● **What you are asked to do**
The records that follow must be reproduced in full, with every picture excluded.

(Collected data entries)

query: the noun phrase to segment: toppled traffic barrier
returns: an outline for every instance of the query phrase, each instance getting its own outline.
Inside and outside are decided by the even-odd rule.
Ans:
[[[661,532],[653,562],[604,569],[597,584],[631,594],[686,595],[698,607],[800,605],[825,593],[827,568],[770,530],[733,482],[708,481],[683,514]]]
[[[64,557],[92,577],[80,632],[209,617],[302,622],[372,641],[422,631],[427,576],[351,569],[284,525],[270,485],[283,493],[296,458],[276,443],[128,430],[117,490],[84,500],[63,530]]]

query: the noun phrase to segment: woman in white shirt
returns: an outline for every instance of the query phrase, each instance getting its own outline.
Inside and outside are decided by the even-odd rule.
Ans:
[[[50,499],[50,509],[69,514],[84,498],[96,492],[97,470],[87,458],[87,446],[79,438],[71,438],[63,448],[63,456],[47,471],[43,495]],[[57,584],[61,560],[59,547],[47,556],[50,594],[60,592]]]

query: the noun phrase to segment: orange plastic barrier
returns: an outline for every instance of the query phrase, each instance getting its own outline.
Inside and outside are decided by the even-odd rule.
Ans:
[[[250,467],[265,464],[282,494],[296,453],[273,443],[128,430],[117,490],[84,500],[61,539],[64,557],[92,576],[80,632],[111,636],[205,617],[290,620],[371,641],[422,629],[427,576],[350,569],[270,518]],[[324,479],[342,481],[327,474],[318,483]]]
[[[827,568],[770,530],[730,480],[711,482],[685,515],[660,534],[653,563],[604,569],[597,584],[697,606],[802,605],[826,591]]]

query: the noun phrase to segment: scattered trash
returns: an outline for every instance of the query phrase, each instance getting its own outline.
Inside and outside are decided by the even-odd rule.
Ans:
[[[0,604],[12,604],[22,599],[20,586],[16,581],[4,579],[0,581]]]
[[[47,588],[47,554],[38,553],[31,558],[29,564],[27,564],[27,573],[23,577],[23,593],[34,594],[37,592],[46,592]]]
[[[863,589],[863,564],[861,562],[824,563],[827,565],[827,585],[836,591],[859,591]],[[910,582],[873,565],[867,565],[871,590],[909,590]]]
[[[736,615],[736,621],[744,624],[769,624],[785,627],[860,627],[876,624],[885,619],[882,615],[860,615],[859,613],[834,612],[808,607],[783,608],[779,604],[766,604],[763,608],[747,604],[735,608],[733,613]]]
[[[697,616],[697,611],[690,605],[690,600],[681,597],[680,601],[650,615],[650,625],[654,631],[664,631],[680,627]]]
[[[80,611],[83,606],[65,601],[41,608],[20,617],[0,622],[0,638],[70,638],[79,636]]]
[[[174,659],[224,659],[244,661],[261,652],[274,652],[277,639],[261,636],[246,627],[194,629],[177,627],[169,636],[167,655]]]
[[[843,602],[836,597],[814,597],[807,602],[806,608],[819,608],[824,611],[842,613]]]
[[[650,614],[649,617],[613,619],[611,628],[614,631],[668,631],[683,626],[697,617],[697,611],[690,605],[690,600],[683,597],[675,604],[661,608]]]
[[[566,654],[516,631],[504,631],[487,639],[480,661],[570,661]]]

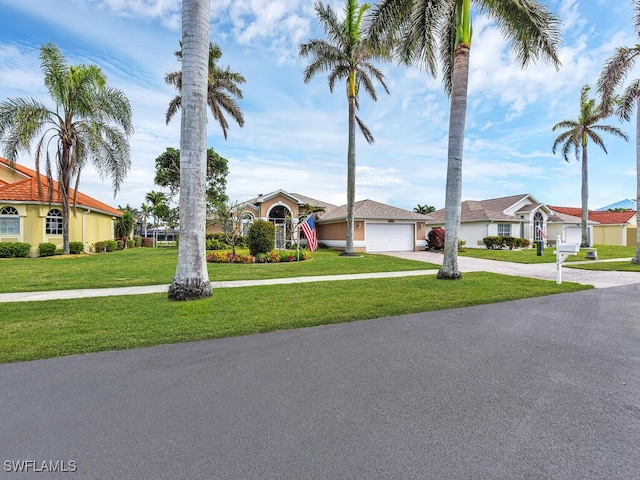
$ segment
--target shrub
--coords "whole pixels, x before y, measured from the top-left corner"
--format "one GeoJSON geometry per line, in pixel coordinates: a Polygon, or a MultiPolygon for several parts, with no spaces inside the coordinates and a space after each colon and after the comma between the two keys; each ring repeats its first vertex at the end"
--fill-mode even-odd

● **Reply to the task**
query: the noun phrase to segment: toppled traffic barrier
returns: an outline for every instance of the query phrase, each instance getting its own outline.
Inside and outside are decided by the even-odd rule.
Ans:
[[[661,532],[653,562],[604,569],[597,584],[631,594],[686,595],[698,607],[800,605],[825,593],[827,568],[770,530],[733,482],[708,481],[683,514]]]
[[[64,557],[92,577],[80,632],[209,617],[302,622],[372,641],[422,631],[427,576],[351,569],[284,525],[270,485],[283,493],[296,458],[276,443],[128,430],[117,490],[84,500],[63,530]]]

query: the noun phrase to segment: woman in white shirt
returns: an outline for every instance of the query phrase, each instance getting its own outline.
Inside and outside are decided by the even-odd rule.
Ans:
[[[50,499],[50,509],[69,514],[84,498],[96,492],[97,470],[87,458],[87,446],[79,438],[71,438],[63,448],[63,456],[47,471],[43,495]],[[57,584],[61,560],[59,547],[47,556],[50,594],[60,592]]]

query: the noun phrase to segment: orange plastic barrier
returns: an outline for every instance of the query phrase, each instance getting its own outline.
Inside and outside are decided by the even-odd rule.
Ans:
[[[250,467],[265,464],[282,494],[296,453],[273,443],[128,430],[117,490],[84,500],[61,539],[64,557],[92,576],[80,632],[111,636],[205,617],[290,620],[371,641],[422,629],[427,576],[350,569],[270,518]],[[324,479],[342,481],[327,474],[318,483]]]
[[[827,568],[770,530],[730,480],[711,482],[685,515],[660,534],[653,563],[604,569],[597,584],[697,606],[802,605],[826,591]]]

query: the noun phrase to segment: scattered trash
returns: an outline for every instance of the query phrase, each instance getting its own outline.
Inside and outside are decided by the even-odd rule.
Ans:
[[[0,604],[12,604],[22,599],[20,586],[16,581],[4,579],[0,581]]]
[[[47,588],[47,554],[38,553],[31,558],[29,564],[27,564],[27,573],[23,577],[23,593],[34,594],[37,592],[46,592]]]
[[[863,589],[863,564],[861,562],[824,563],[827,565],[827,585],[836,591],[859,591]],[[910,582],[873,565],[867,565],[871,590],[909,590]]]
[[[736,615],[736,621],[744,624],[769,624],[785,627],[860,627],[876,624],[885,619],[882,615],[860,615],[859,613],[834,612],[808,607],[783,608],[779,604],[766,604],[763,608],[747,604],[735,608],[733,613]]]
[[[697,616],[697,611],[690,605],[690,600],[681,597],[680,601],[650,615],[650,625],[654,631],[664,631],[680,627]]]
[[[80,611],[83,606],[65,601],[41,608],[20,617],[0,622],[0,638],[70,638],[79,636]]]
[[[174,659],[224,659],[244,661],[261,652],[274,652],[277,639],[261,636],[246,627],[194,629],[177,627],[169,636],[167,655]]]
[[[843,602],[836,597],[814,597],[807,602],[806,608],[819,608],[824,611],[842,613]]]
[[[650,614],[649,617],[613,619],[611,628],[614,631],[668,631],[683,626],[697,617],[697,611],[690,605],[690,600],[683,597],[675,604],[661,608]]]
[[[566,654],[516,631],[504,631],[487,639],[480,661],[570,661]]]

$ segment
--target shrub
--coords "whole pixels, x before y, measured from the top-left corner"
--format "one GeoJSON geometry per line, in pixel coordinates: a Polygon, or a MultiPolygon for several parts, with no spaces inside the coordinates and a space after each colon and after the comma between the two keys; each ring repeats its first vertex at the end"
--fill-mode even-odd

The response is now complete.